▼

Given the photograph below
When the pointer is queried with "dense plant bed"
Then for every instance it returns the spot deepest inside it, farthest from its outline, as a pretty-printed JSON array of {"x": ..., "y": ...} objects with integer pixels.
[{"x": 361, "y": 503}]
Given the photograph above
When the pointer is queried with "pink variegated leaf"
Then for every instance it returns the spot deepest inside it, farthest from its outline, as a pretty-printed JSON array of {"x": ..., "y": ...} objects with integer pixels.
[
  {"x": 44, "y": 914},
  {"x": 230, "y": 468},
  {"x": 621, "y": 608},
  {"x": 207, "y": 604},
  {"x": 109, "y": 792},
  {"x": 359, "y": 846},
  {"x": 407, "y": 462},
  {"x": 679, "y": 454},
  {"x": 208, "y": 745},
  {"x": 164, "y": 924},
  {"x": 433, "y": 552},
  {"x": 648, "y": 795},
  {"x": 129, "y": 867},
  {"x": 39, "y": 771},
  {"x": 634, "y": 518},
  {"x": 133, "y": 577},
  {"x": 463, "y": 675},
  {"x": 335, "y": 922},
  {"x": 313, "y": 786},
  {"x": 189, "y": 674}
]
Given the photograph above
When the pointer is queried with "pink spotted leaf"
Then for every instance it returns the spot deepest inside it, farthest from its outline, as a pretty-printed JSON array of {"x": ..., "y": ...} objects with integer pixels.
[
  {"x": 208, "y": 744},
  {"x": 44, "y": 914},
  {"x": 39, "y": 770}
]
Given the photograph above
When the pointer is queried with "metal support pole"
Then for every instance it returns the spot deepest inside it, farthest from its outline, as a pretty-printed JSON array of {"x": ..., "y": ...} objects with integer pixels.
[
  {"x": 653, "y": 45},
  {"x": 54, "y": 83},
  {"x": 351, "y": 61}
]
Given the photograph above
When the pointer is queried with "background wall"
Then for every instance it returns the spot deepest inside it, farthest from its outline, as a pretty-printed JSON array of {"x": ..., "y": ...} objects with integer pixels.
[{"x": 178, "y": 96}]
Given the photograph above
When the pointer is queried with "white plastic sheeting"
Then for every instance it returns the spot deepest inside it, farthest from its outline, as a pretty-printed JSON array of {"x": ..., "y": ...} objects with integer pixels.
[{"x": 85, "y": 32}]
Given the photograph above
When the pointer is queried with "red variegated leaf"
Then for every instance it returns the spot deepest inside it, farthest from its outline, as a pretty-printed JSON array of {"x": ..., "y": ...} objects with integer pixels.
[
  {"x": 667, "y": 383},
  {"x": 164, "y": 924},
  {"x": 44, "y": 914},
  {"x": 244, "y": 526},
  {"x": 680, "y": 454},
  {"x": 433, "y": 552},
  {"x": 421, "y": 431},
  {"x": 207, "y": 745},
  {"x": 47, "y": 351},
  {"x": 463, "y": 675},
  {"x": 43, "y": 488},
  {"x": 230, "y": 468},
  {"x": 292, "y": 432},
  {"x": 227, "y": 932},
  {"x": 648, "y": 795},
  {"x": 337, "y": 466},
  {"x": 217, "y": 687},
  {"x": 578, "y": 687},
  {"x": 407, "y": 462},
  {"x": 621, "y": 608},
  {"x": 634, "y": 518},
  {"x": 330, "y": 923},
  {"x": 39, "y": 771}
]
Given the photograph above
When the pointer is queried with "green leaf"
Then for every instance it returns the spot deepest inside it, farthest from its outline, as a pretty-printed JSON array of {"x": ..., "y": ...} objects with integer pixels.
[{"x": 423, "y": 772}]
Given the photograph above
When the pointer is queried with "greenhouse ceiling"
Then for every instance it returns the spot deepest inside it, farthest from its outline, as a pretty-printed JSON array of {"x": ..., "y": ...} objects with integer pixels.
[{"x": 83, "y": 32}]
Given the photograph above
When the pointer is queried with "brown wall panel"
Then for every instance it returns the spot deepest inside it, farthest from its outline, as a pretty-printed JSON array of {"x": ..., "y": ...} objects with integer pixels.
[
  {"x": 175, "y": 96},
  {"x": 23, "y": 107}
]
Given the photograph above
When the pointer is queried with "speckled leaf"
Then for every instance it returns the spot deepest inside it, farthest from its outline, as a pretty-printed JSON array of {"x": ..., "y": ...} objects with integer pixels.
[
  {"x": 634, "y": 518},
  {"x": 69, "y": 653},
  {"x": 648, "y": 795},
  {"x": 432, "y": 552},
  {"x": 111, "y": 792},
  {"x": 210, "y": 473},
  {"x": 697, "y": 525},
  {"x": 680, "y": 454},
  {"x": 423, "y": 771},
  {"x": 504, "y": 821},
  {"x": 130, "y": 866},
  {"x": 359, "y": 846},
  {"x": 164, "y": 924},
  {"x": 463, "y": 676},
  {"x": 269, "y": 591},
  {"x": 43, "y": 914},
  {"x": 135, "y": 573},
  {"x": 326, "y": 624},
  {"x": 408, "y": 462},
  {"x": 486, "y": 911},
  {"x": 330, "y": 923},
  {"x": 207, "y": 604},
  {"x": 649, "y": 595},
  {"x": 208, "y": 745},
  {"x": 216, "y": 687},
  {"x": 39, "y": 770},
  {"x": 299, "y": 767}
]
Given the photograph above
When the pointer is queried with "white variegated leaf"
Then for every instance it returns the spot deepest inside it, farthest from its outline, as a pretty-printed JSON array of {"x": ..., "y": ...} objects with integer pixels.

▲

- The exercise: All of the entries should be written out again exactly.

- Exercise answer:
Given the photograph below
When the pointer is queried with "dense plant bed"
Then for every instance it returns the spot deepest inside it, farthest from its outline, as a pretty-printed JSON array of {"x": ..., "y": ...} objects with integer pixels.
[{"x": 361, "y": 503}]
Given the photograph above
When the pointer is queried with "pink variegated leaf"
Then for every instance it returns the spot deepest inside it, farthest from its outline, as a pretty-printed JSON array of {"x": ..., "y": ...} objects with integer pixels.
[
  {"x": 44, "y": 914},
  {"x": 230, "y": 468},
  {"x": 621, "y": 608},
  {"x": 207, "y": 604},
  {"x": 109, "y": 792},
  {"x": 359, "y": 846},
  {"x": 407, "y": 462},
  {"x": 679, "y": 454},
  {"x": 208, "y": 745},
  {"x": 164, "y": 924},
  {"x": 433, "y": 552},
  {"x": 648, "y": 795},
  {"x": 129, "y": 867},
  {"x": 39, "y": 771},
  {"x": 634, "y": 518},
  {"x": 133, "y": 577},
  {"x": 463, "y": 675},
  {"x": 335, "y": 922},
  {"x": 313, "y": 786},
  {"x": 189, "y": 674}
]
Given the photograph above
When the pointer is queried with "pink spotted leaf"
Then for every instance it returns the spot deepest inside it, farthest from its outline, as a pretty-printed JSON array of {"x": ..., "y": ...} objects with integer pixels.
[
  {"x": 208, "y": 744},
  {"x": 44, "y": 914},
  {"x": 39, "y": 770}
]
Given the photograph above
When the pointer is queried with "metal support pole"
Then for every instance it returns the spot deepest inside it, farthest from its outline, as a pretty-printed JSON array of {"x": ..., "y": ...} objects with integer pixels.
[
  {"x": 653, "y": 45},
  {"x": 54, "y": 83},
  {"x": 351, "y": 61}
]
Given the photograph above
When the pointer is queried with "background wall"
Then for every instance it returns the spot deepest inside it, farthest from its outline, as a pretty-printed JSON array of {"x": ..., "y": ...} objects with integer pixels.
[{"x": 178, "y": 96}]
Given the photograph above
When the pointer is queried with "white plastic sheeting"
Then for every instance it returns the spot deepest inside it, farthest from its outline, as a pretty-printed JSON array of {"x": ..., "y": ...} objects with integer pixels.
[{"x": 85, "y": 32}]
Given the photograph above
When the pointer is queried with "red variegated leaf"
Then for every instance it returns the spot deepest inside it, farthest from its outline, as a pretty-printed JSON array of {"x": ..., "y": ...} objects with integer pixels.
[
  {"x": 667, "y": 383},
  {"x": 164, "y": 924},
  {"x": 44, "y": 914},
  {"x": 244, "y": 526},
  {"x": 680, "y": 454},
  {"x": 433, "y": 552},
  {"x": 421, "y": 431},
  {"x": 207, "y": 745},
  {"x": 47, "y": 351},
  {"x": 463, "y": 675},
  {"x": 43, "y": 488},
  {"x": 230, "y": 468},
  {"x": 292, "y": 432},
  {"x": 227, "y": 932},
  {"x": 648, "y": 795},
  {"x": 337, "y": 466},
  {"x": 217, "y": 687},
  {"x": 578, "y": 687},
  {"x": 407, "y": 462},
  {"x": 621, "y": 608},
  {"x": 634, "y": 518},
  {"x": 330, "y": 923},
  {"x": 39, "y": 771}
]
Given the photograph above
When the pointer is queried with "green leaf"
Then for every instance it returns the spot deepest inside it, farthest from its outline, as a pretty-printed JSON array of {"x": ..., "y": ...} objects with integer pixels.
[{"x": 423, "y": 772}]
Given the photograph above
When the pointer is queried with "greenhouse ceiling"
Then for every instance it returns the spot deepest inside it, farthest from its outline, as a pretty-printed JSON array of {"x": ..., "y": ...} objects with integer pixels.
[{"x": 83, "y": 32}]
Given the photograph above
When the pointer is queried with "brown wall panel"
Then for every instance it returns the spot deepest inside it, farthest from its outline, as a pretty-printed JSON array of {"x": ..., "y": ...} objects with integer pixels.
[
  {"x": 175, "y": 96},
  {"x": 23, "y": 107}
]
Given the photograph above
When the pointer is queried with "speckled leaf"
Then for every instance it returns the spot deepest inside it, farthest from its outline, as a pretty-printed JSON array of {"x": ..., "y": ...} objects with integer pixels.
[
  {"x": 634, "y": 518},
  {"x": 69, "y": 653},
  {"x": 648, "y": 795},
  {"x": 432, "y": 552},
  {"x": 111, "y": 792},
  {"x": 210, "y": 473},
  {"x": 697, "y": 525},
  {"x": 680, "y": 454},
  {"x": 423, "y": 771},
  {"x": 504, "y": 821},
  {"x": 130, "y": 866},
  {"x": 359, "y": 846},
  {"x": 164, "y": 924},
  {"x": 463, "y": 676},
  {"x": 269, "y": 591},
  {"x": 43, "y": 914},
  {"x": 135, "y": 573},
  {"x": 326, "y": 624},
  {"x": 408, "y": 462},
  {"x": 486, "y": 911},
  {"x": 330, "y": 923},
  {"x": 207, "y": 604},
  {"x": 649, "y": 595},
  {"x": 208, "y": 745},
  {"x": 216, "y": 687},
  {"x": 39, "y": 770},
  {"x": 299, "y": 767}
]
Given the photograph above
When the pointer is queried with "white variegated leaf"
Then for every instance it returns the spot deepest inside it, farthest from its outline, as a pretty-printed JSON array of {"x": ..., "y": ...} objects with integer pixels.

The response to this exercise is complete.